Given records:

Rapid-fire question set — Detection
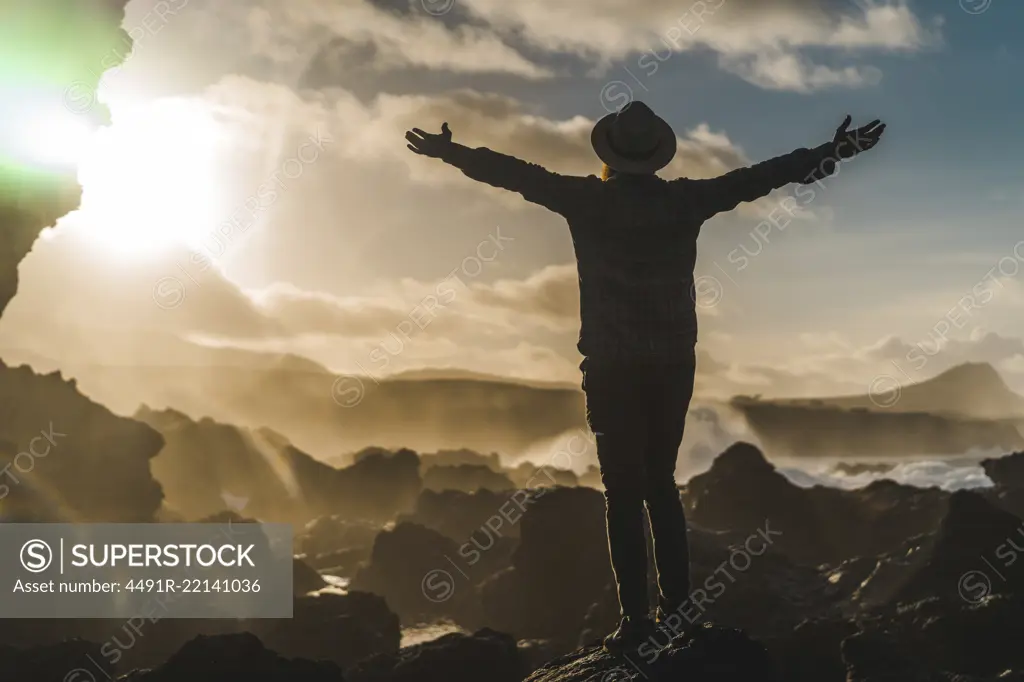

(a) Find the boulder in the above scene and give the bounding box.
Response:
[118,633,344,682]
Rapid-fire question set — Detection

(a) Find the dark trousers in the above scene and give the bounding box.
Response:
[580,352,695,617]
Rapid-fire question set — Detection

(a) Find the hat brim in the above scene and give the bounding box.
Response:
[590,113,676,173]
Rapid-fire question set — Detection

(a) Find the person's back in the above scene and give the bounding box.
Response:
[406,102,885,647]
[566,169,700,358]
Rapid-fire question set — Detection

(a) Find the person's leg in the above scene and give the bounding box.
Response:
[644,350,694,610]
[581,358,650,620]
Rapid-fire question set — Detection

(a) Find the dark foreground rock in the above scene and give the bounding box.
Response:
[345,629,524,682]
[119,633,344,682]
[526,628,780,682]
[0,639,100,682]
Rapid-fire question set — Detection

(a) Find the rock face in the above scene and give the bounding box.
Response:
[481,487,613,648]
[423,464,515,493]
[398,489,523,543]
[855,491,1024,606]
[525,628,781,682]
[0,639,101,682]
[118,633,344,682]
[248,592,401,667]
[0,0,132,314]
[0,363,163,522]
[345,629,524,682]
[135,408,420,524]
[350,523,489,626]
[683,442,948,565]
[0,0,162,521]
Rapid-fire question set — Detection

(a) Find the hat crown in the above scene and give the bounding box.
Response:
[590,100,676,174]
[608,101,658,154]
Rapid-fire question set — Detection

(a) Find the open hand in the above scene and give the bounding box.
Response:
[406,123,452,159]
[831,116,886,160]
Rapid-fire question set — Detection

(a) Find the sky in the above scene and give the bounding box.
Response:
[0,0,1024,396]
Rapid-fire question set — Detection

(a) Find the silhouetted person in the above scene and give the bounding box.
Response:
[406,101,885,648]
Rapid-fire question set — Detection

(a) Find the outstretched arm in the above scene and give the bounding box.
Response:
[674,116,886,218]
[406,123,586,214]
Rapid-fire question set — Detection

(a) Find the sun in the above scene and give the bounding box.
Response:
[0,84,227,255]
[77,98,230,254]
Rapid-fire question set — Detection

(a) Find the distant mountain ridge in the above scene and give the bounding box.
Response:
[770,363,1024,419]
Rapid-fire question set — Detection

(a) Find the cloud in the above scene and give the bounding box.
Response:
[452,0,941,91]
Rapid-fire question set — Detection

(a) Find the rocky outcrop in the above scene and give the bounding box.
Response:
[118,633,345,682]
[481,487,613,648]
[854,491,1024,607]
[683,442,948,565]
[525,628,781,682]
[135,407,421,523]
[0,639,102,682]
[345,629,524,682]
[0,363,163,523]
[398,491,526,543]
[351,523,488,626]
[248,591,401,667]
[423,464,515,493]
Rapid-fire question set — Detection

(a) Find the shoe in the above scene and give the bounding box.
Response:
[604,615,654,652]
[654,604,710,644]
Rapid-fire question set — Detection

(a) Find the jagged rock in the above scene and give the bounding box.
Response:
[295,515,381,578]
[117,633,344,682]
[423,464,515,493]
[296,514,381,557]
[843,596,1024,682]
[420,449,503,473]
[136,407,420,523]
[334,449,422,522]
[481,487,613,650]
[684,442,948,565]
[345,629,523,682]
[292,559,327,596]
[508,462,580,487]
[249,591,401,668]
[350,523,486,625]
[0,639,101,682]
[525,628,780,682]
[398,489,528,543]
[854,491,1024,607]
[0,363,163,522]
[981,453,1024,488]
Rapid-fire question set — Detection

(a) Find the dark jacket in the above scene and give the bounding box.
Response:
[444,144,836,361]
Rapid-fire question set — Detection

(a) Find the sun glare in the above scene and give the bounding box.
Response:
[78,99,228,254]
[0,92,93,171]
[0,84,226,256]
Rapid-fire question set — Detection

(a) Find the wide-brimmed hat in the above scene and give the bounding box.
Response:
[590,101,676,173]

Set exercise: Transcribe the records above verbatim. Do not carry over any picture.

Task output:
Rapid-fire question set — Detection

(a) Find the boulder in the above scene and give the bounding box.
Response:
[118,633,344,682]
Rapid-fire question set — Detection

(a) Find the dark trousers in the above scene and give the bounding box.
Response:
[580,352,695,617]
Rapid-fire question set — Detection

(a) Find the hat brim in the above scene and give the bounding box.
Response:
[590,113,676,173]
Rapid-fire question set — Detection

(a) Find the person's back in the above scene and give the bounding box.
Response:
[406,102,885,647]
[566,169,700,358]
Rapid-fire question set — Detection

(a) Find the person's leg in the above scene and give the bounding box.
Response:
[644,350,694,610]
[581,358,650,620]
Rapid-fire question set — Detection

(a) Find the dark foreground rock in the above scene and give the bounding box.
Response:
[345,629,524,682]
[119,633,344,682]
[526,628,780,682]
[0,639,100,682]
Rapid-fire question set — Detection

(a) Find the rock face in the above scene and give the bounding box.
Response:
[481,487,613,648]
[423,464,515,493]
[398,489,523,543]
[855,491,1024,606]
[525,628,781,682]
[0,639,101,682]
[118,633,344,682]
[248,592,401,667]
[0,0,132,314]
[0,363,163,522]
[345,629,524,682]
[135,408,420,524]
[350,523,489,626]
[683,442,948,565]
[0,0,162,521]
Rapid-fire question set — Detection

(a) Find the hat crown in the above scene and give the bounding box.
Response:
[590,100,676,174]
[608,101,658,154]
Rapid-fire question set — Detection

(a) Find the open hand in the above scene and give the bounding box.
Response:
[406,123,452,159]
[831,116,886,160]
Rapid-fire question set — Detection

(a) Find the sky in the above scene and give the bounding box.
Response:
[0,0,1024,396]
Rapid-fire question set — Detection

(a) Find the silhouetted person in the above scene and give the bounding box.
Response:
[406,101,885,648]
Rapid-fire question set — Detection

(a) Find the outstretched arm in the above scene and give the bounding box.
Response:
[674,116,886,218]
[406,123,586,214]
Rapid-fire question set — Detection

(a) Find the sun in the above scene and give the bounding box.
Response:
[0,84,227,255]
[77,98,230,254]
Rapid-fire question set — Detection

(a) Find the distant mountain ridge in the above scene and give the bounding box.
Response:
[770,363,1024,419]
Rapid-fire question set — Detection

(a) Find the cloud in the above scene and give the bounding box.
Response:
[452,0,941,91]
Rapid-fire question set — Detection

(a) Find the rocky outcrop in the above scene and give the bounding box.
Response:
[118,633,345,682]
[481,487,613,648]
[854,491,1024,607]
[683,442,948,565]
[525,628,781,682]
[135,407,421,523]
[0,639,102,682]
[345,629,524,682]
[0,363,163,523]
[398,491,526,543]
[351,523,488,626]
[248,591,401,667]
[423,464,515,493]
Rapid-fire question set — Detection

(a) Find the shoe in the above scene and give the bounding box.
Response:
[604,615,654,652]
[654,604,710,644]
Rapid-fire question set — Detection

(a) Find the jagged rock in the above scene and give the bounding box.
Response:
[295,515,381,578]
[117,633,344,682]
[423,464,515,493]
[296,514,381,557]
[843,596,1024,682]
[420,449,503,473]
[136,407,420,523]
[334,449,422,522]
[481,487,613,650]
[684,442,948,565]
[345,629,523,682]
[292,559,327,596]
[508,462,580,487]
[249,591,401,668]
[350,523,486,625]
[0,639,101,682]
[525,628,780,682]
[398,489,528,543]
[854,491,1024,607]
[0,363,163,522]
[981,453,1024,488]
Rapid-fire question set — Detection

(a) Find the dark jacket in the above scene and give the bounding box.
Response:
[444,144,836,361]
Rapid-fire question set — Detection

(a) Find the sun glare in the above scene and give the bounding box.
Response:
[78,99,228,254]
[0,92,93,171]
[0,84,226,256]
Rapid-fire question set — Detection

(a) Find the wide-brimmed hat in the above scene and give the bounding box.
Response:
[590,101,676,173]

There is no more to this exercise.